* START MATERIAL TO PROCESS *

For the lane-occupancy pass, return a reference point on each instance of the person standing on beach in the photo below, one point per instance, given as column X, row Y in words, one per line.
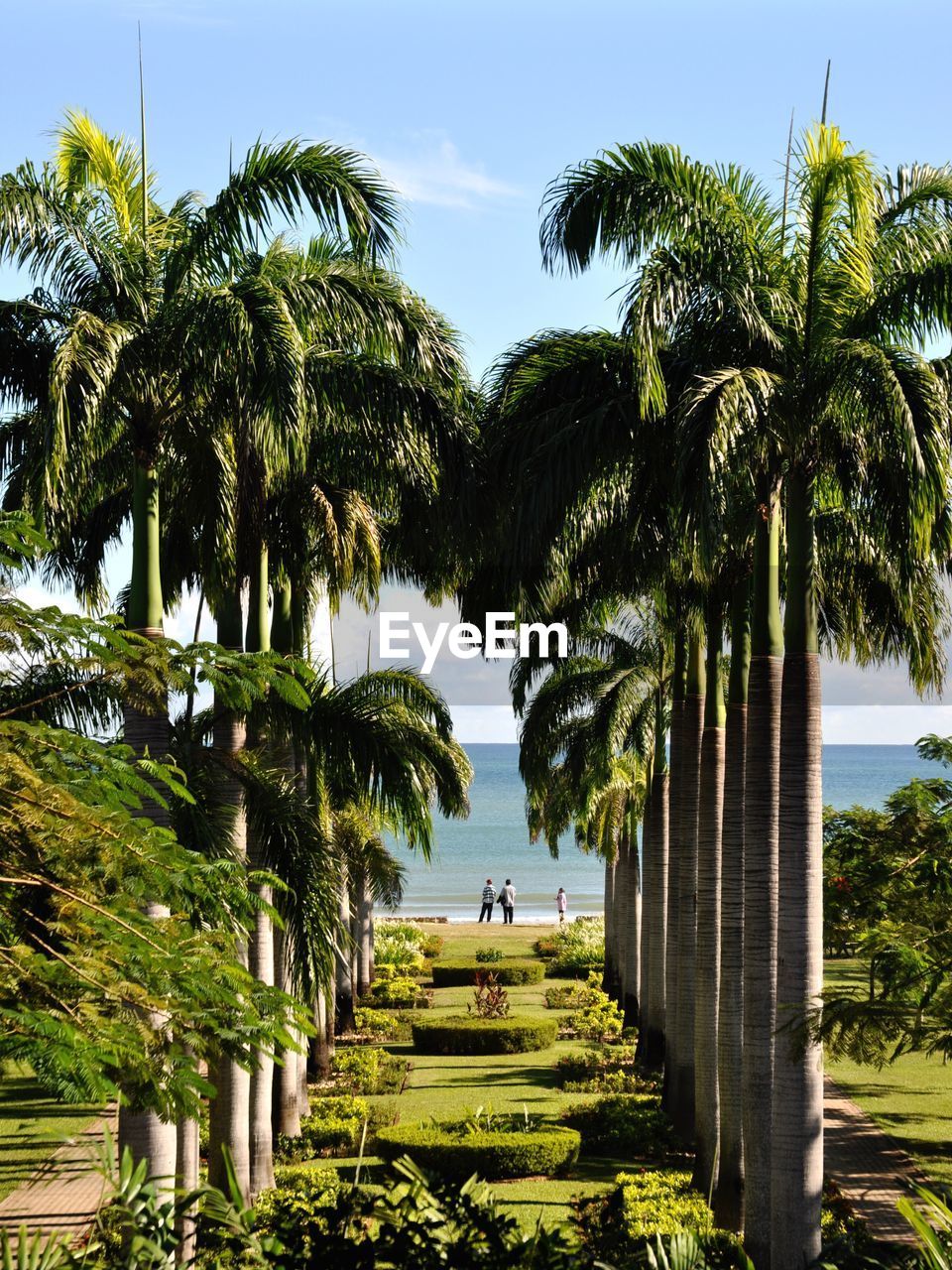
column 507, row 898
column 489, row 898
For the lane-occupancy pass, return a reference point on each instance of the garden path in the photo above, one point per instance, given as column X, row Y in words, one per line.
column 869, row 1166
column 63, row 1193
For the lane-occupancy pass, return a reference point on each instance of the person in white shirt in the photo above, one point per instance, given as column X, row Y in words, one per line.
column 489, row 898
column 507, row 898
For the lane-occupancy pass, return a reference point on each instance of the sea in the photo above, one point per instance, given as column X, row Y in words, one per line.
column 494, row 841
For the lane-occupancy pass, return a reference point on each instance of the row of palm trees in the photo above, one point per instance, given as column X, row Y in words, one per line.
column 762, row 451
column 278, row 423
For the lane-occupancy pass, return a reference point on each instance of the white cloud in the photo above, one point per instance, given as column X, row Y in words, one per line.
column 438, row 175
column 884, row 725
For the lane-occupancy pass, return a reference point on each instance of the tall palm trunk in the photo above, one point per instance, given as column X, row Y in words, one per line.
column 761, row 848
column 622, row 915
column 286, row 1112
column 682, row 1100
column 146, row 1135
column 647, row 889
column 229, row 1121
column 365, row 929
column 186, row 1180
column 610, row 976
column 729, row 1194
column 344, row 959
column 707, row 968
column 654, row 913
column 674, row 852
column 797, row 1078
column 261, row 953
column 633, row 944
column 286, row 1109
column 322, row 1040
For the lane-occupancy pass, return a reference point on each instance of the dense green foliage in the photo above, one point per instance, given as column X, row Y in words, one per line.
column 512, row 973
column 517, row 1034
column 335, row 1125
column 458, row 1152
column 629, row 1123
column 888, row 889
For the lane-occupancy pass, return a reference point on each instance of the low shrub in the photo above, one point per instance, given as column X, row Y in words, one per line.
column 334, row 1127
column 376, row 1024
column 630, row 1123
column 489, row 997
column 462, row 974
column 399, row 993
column 598, row 1020
column 607, row 1070
column 400, row 945
column 366, row 1070
column 457, row 1152
column 625, row 1227
column 574, row 948
column 569, row 997
column 298, row 1207
column 461, row 1035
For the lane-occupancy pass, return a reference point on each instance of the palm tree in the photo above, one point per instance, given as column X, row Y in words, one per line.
column 729, row 1193
column 682, row 1083
column 123, row 322
column 708, row 910
column 830, row 314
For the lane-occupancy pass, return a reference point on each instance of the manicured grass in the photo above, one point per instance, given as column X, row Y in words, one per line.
column 32, row 1127
column 910, row 1098
column 456, row 1087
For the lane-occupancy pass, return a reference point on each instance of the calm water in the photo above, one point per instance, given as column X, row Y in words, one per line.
column 494, row 842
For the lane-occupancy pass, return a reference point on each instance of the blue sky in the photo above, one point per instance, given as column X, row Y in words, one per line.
column 470, row 108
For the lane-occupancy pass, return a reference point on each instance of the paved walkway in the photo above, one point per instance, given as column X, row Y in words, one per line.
column 64, row 1192
column 870, row 1169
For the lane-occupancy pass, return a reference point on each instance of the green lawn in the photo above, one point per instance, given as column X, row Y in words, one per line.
column 452, row 1087
column 910, row 1098
column 32, row 1125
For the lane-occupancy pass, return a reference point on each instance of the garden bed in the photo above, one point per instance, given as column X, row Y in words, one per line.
column 509, row 974
column 460, row 1034
column 458, row 1152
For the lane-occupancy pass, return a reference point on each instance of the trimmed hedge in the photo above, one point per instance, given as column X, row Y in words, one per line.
column 457, row 1153
column 630, row 1123
column 458, row 1034
column 509, row 974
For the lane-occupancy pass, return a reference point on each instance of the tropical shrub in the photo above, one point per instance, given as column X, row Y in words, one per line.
column 570, row 996
column 462, row 974
column 456, row 1151
column 489, row 997
column 598, row 1017
column 334, row 1127
column 399, row 993
column 578, row 947
column 367, row 1070
column 461, row 1035
column 606, row 1070
column 377, row 1024
column 298, row 1209
column 630, row 1123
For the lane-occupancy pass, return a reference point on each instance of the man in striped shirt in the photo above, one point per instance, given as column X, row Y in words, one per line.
column 489, row 898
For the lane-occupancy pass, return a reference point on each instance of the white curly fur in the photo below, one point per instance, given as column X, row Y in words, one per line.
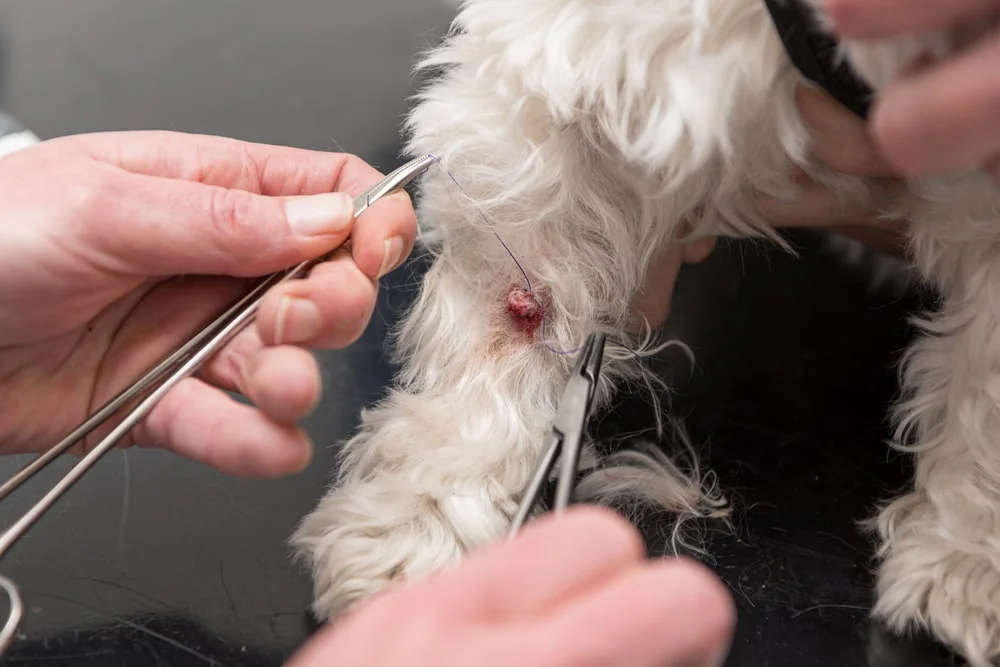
column 589, row 133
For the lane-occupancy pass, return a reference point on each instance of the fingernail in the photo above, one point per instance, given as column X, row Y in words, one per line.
column 392, row 255
column 320, row 215
column 298, row 321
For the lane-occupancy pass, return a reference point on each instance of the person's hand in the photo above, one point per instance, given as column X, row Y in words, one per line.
column 114, row 248
column 568, row 592
column 944, row 117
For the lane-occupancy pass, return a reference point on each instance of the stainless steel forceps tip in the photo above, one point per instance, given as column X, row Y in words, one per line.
column 395, row 181
column 566, row 438
column 148, row 390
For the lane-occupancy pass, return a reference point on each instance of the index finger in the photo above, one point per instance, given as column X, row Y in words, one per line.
column 867, row 19
column 230, row 163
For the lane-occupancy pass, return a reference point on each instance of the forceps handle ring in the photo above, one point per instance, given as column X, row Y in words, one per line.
column 186, row 360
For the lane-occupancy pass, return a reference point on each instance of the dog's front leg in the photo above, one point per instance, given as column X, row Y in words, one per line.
column 436, row 468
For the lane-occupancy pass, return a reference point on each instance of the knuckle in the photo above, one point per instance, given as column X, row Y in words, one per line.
column 85, row 197
column 230, row 213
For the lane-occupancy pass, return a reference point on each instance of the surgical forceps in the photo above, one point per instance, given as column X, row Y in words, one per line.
column 566, row 438
column 182, row 363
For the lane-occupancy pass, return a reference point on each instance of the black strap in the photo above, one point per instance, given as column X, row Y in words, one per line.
column 814, row 53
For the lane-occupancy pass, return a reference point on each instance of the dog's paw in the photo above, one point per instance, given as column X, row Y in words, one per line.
column 395, row 526
column 949, row 587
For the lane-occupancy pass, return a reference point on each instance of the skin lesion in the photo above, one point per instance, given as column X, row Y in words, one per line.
column 525, row 311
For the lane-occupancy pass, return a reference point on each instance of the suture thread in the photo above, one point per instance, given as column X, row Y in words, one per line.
column 520, row 267
column 527, row 281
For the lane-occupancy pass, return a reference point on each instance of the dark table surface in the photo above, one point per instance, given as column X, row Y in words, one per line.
column 152, row 560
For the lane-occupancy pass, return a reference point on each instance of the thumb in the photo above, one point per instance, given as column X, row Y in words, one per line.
column 158, row 227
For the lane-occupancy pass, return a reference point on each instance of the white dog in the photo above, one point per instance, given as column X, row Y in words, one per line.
column 588, row 135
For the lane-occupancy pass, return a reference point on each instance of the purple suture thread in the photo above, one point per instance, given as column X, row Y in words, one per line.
column 527, row 281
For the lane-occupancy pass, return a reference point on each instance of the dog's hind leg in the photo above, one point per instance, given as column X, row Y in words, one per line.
column 941, row 541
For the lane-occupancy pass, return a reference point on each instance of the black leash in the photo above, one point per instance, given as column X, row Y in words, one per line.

* END MATERIAL TO PROCESS *

**JOB:**
Rewrite all of the data above with every "lane-occupancy pass" changed to "scene-labeling pass" and nothing else altered. Leave the pictures out of your version.

**CORRECT RESPONSE:**
For the scene-labeling pass, return a reference point on each instance of the person standing on beach in the photo below, one point per instance, given as column X, row Y in words, one per line.
column 507, row 898
column 489, row 898
For the scene-labeling pass, return a reference point on each instance of the garden path in the photo above, one point per instance, given as column X, row Y in words, one per line.
column 869, row 1166
column 63, row 1193
For the scene-labeling pass, return a reference point on each instance of the person in white shirt in the photo above, one point per instance, given as column X, row Y in words, one per line.
column 489, row 898
column 507, row 898
For the scene-labeling pass, return a reference point on each instance of the sea in the photo above, one point per instance, given as column X, row Y in words, one per line.
column 494, row 841
For the scene-labeling pass, return a reference point on each instance of the row of palm trees in the photo above, one point per instance, given as column X, row Y in words, one per line.
column 762, row 451
column 278, row 423
For the scene-labeling pass, return a reference point on each instance of the white cloud in the photo above, one point per instance, given as column X, row Y in words, one per line.
column 438, row 175
column 884, row 725
For the scene-labeling pass, return a reference point on each instance of the tall palm trunk in the photo above, one point per instance, given as column X, row Y in words, one per line.
column 761, row 848
column 622, row 915
column 286, row 1112
column 682, row 1100
column 146, row 1135
column 647, row 889
column 229, row 1121
column 365, row 929
column 186, row 1180
column 610, row 976
column 729, row 1194
column 344, row 959
column 707, row 968
column 654, row 913
column 674, row 852
column 797, row 1078
column 261, row 953
column 633, row 944
column 286, row 1109
column 322, row 1040
For the scene-labeling pass, return a reference point on each instance of the dense green foliage in the photo above, one point per instance, given as column X, row Y in words, one per line.
column 512, row 973
column 517, row 1034
column 335, row 1125
column 458, row 1152
column 629, row 1123
column 888, row 889
For the scene-labeling pass, return a reference point on each instance of the low shrub in the photo above, one point per instance, given as column X, row Y in words, one per line.
column 334, row 1127
column 376, row 1024
column 630, row 1123
column 489, row 997
column 462, row 974
column 399, row 993
column 598, row 1020
column 607, row 1070
column 400, row 945
column 366, row 1070
column 457, row 1152
column 625, row 1227
column 574, row 948
column 569, row 997
column 298, row 1207
column 461, row 1035
For the scene-labeling pass, return a reference point on each instance of the palm tree in the photo above, one point per instance, given as column X, row Y in words, one per line.
column 729, row 1193
column 682, row 1083
column 123, row 322
column 708, row 910
column 830, row 314
For the scene-labeling pass, return a reference point on each instance of the manicured grass in the photo above, one point per instance, given as column X, row Y in words, one per line.
column 32, row 1127
column 910, row 1098
column 456, row 1087
For the scene-labeling pass, return a reference point on each instance of the calm water in the photo above, one point per instance, given as column X, row Y in words, one per line.
column 494, row 842
For the scene-labeling pass, return a reference point on each instance of the blue sky in the photo above, one point per instance, given as column X, row Y in words, one per line.
column 470, row 108
For the scene-labeling pass, return a reference point on each instance of the paved walkway in the photo above, one point per instance, given as column X, row Y in words, one per line.
column 64, row 1192
column 870, row 1169
For the scene-labeling pass, return a reference point on each instance of the green lawn in the photo above, one point per instance, given as column X, row Y in words, one per line.
column 452, row 1087
column 910, row 1098
column 32, row 1125
For the scene-labeling pass, return a reference point on each instance of the garden bed in the photo above, one point per instance, given as column X, row Y in words, one per line.
column 509, row 974
column 460, row 1034
column 458, row 1152
For the scene-labeling pass, return a reference point on each instance of the trimmed hedge in the photo above, one point per instance, given as column X, row Y in words, one per line.
column 457, row 1153
column 630, row 1123
column 458, row 1034
column 509, row 974
For the scene-labeling pass, return a reference point on each instance of the tropical shrub in the photo above, one point per instance, given as column X, row Y in words, one per line.
column 570, row 996
column 462, row 974
column 456, row 1151
column 489, row 997
column 598, row 1017
column 334, row 1127
column 399, row 993
column 578, row 947
column 367, row 1070
column 461, row 1035
column 606, row 1070
column 377, row 1024
column 298, row 1209
column 630, row 1123
For the scene-labeling pass, return a reference point on each instance of the man in striped shirt in the photo above, one point per instance, given as column X, row Y in words, one per line.
column 489, row 898
For the scene-labeling pass, return a reference point on each instance of the white curly fur in the photo below, one point per instance, given as column X, row Y in words, one per line.
column 589, row 133
For the scene-labeling pass, return a reference point on each instance of the fingernail in the photo above, one point per instance, given as column X, row Y in words, one per line.
column 392, row 255
column 320, row 215
column 298, row 321
For the scene-labeling pass, return a reference point on each instance of the person's hand in the photo above, one point per instance, given as column X, row Y in words, one per line.
column 114, row 248
column 568, row 592
column 944, row 117
For the scene-labeling pass, return a reference point on each instance of the stainless steel forceps tip in the photo above, one point per instance, given as column X, row Y in words, one per line.
column 395, row 181
column 566, row 438
column 148, row 390
For the scene-labeling pass, return a reference point on each instance of the index finger in the photo above, one point per instance, given as column X, row Y in words, one per line.
column 867, row 19
column 230, row 163
For the scene-labeling pass, return a reference point on each instance of the forceps handle ring in the photo above, one point per instance, given as column X, row Y in words, one per line.
column 186, row 360
For the scene-labeling pass, return a reference point on each instance of the dog's front leg in the photo above, one point per instance, given as column X, row Y in words, one per line.
column 436, row 468
For the scene-labeling pass, return a reference point on each instance of the knuckle in the photo above, one point per instance, given as column X, row Y in words, one per line.
column 85, row 197
column 230, row 213
For the scene-labeling pass, return a reference point on each instance of the surgical forceps in the photo above, one point per instance, given as column X, row Y in words, one per line.
column 566, row 438
column 182, row 363
For the scene-labeling pass, return a reference point on each instance of the black strap in the photo above, one point per instance, given as column X, row Y in words, one per line.
column 814, row 53
For the scene-labeling pass, return a reference point on each instance of the dog's paw in the photo above, one point per instance, given as column X, row Y in words, one per line.
column 395, row 526
column 949, row 587
For the scene-labeling pass, return a reference point on each instance of the skin lesion in the photo above, one point per instance, given as column X, row Y in words, one per line.
column 525, row 311
For the scene-labeling pass, return a reference point on each instance of the suture thread in the photo above, one point per instance, given as column X, row Y in words, one per line.
column 520, row 267
column 527, row 281
For the scene-labeling pass, return a reference point on each instance of the dark table surface in the photo above, one point per instance, given as column X, row Y in words, one per line.
column 152, row 560
For the scene-labeling pass, return a reference point on each instance of the thumb in the photo above, one point per instance, given as column X, row Y in words, one per line.
column 158, row 227
For the scene-labeling pass, return a reference point on each instance of the white dog in the photo above, one point per instance, given as column X, row Y in words, one per line.
column 588, row 135
For the scene-labeling pass, return a reference point on each instance of the purple suture thread in the photo above, one point per instance, given as column X, row Y in words, one per line.
column 527, row 281
For the scene-labeling pass, return a reference point on each instance of the dog's hind leg in the photo above, one point per instance, given as column X, row Y in words, one per line.
column 941, row 541
For the scene-labeling pass, return a reference point on each instance of the black leash in the photo above, one point per instance, given as column X, row Y in words, one per line.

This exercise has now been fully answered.